Sonics: Busy Days, Dark Silicon Knights

June 24th, 2015 by Peggy Aycinena

These last several months have been busy for Sonics: Release of the latest edition of the company’s “flagship” NoC, SonicsGN 3.0, featuring Sonics’ interleaved multi-channel technology; Release of Version 8.0 of SonicsStudio, the company’s SoC development environment with “improvements for designer productivity and power analysis”; Announcement of Sonics’ ICE-Grain Power Architecture, “a complete power management sub-system comprised of configurable hardware IP blocks, embedded control software, and integrated design tool environment”.

Of the three announcements, the last is the most profound, offering a better, smarter technique for building power management into systems that include Sonics IP. Power is of great concern to anyone working in silicon today, and of even greater concern to those whose business model includes selling both IP and services to the industry.

Drew Wingard, distinguished co-founder & CEO of Sonics, is one of those concerned, articulating the situation in detail on Monday, June 8th, at DAC where he addressed an SRO audience of 150+ technologists anxious to learn more about low power IP. Proving himself one of Sonics’ true Dark Silicon Knights, the following is a snapshot of Wingard’s comments.


Taking Advantage of the Dark Silicon Opportunity …

Mobile devices today, smartphones, tablets, notebooks, devices for the IoT, are constrained by limitations in battery technology. There are power problems at the other end of the form-factor spectrum as well; consider the resource demands of mega-data centers.

A ton of techniques have been have been pursued for reducing power consumption on-chip, but by every report architectural choices have the greatest impact for low-power success. Strategies include fine-grained clock gating, course-grained clock gating, source clock divide, source clock gating, dual voltage switching, static body bias, static voltage switching, retention voltage switching, power switching, etc.

Despite all of those choices, transistors in silicon today don’t turn off much anymore and dark silicon has become a problem – transistors sitting idle, but drawing power. But dark silicon can also offers opportunities, were it possible to identify the regions of an SoC that will be idle, a region in the subsystem, IP core, or sub-module. Those regions identified, it should be possible to partition the design to isolate such regions, and with that knowledge select the appropriate power-savings technique, the power state transitions would be controlled quickly and safely.

Records supplied =
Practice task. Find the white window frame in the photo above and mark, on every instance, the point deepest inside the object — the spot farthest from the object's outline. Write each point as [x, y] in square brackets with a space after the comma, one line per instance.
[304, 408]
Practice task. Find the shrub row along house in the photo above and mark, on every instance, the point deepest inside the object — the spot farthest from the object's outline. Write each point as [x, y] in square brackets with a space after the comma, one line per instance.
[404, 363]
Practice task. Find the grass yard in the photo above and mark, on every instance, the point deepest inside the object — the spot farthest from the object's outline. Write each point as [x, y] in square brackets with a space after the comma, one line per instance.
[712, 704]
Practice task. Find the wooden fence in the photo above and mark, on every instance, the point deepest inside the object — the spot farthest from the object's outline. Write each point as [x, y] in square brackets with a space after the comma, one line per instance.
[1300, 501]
--
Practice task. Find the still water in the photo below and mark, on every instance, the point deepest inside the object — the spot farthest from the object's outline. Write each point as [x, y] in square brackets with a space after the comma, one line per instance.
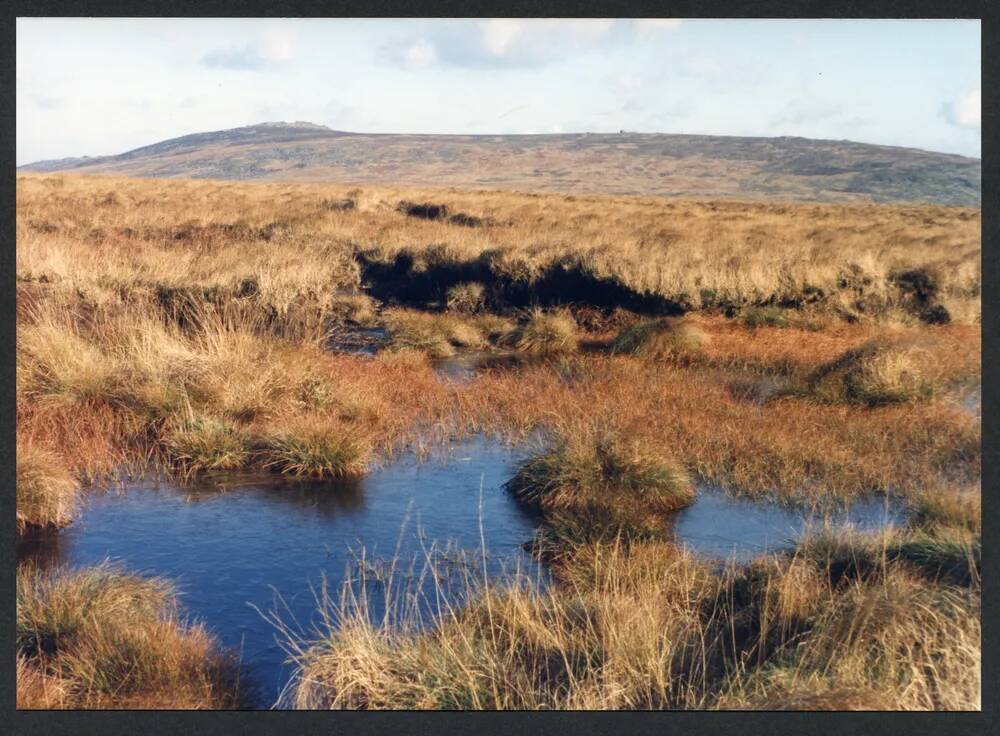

Problem set =
a – List every kind of mobile device that the article on Sonics names as limited by battery technology.
b – Answer these questions from the article on Sonics, one answer per line:
(i) Which version of SonicsStudio was released?
(ii) On what day and date did Drew Wingard speak at DAC?
(iii) How large was his audience?

Outputs by task =
a –
Smartphones
Tablets
Notebooks
Devices for the IoT

b –
(i) Version 8.0
(ii) Monday, June 8th
(iii) 150+ technologists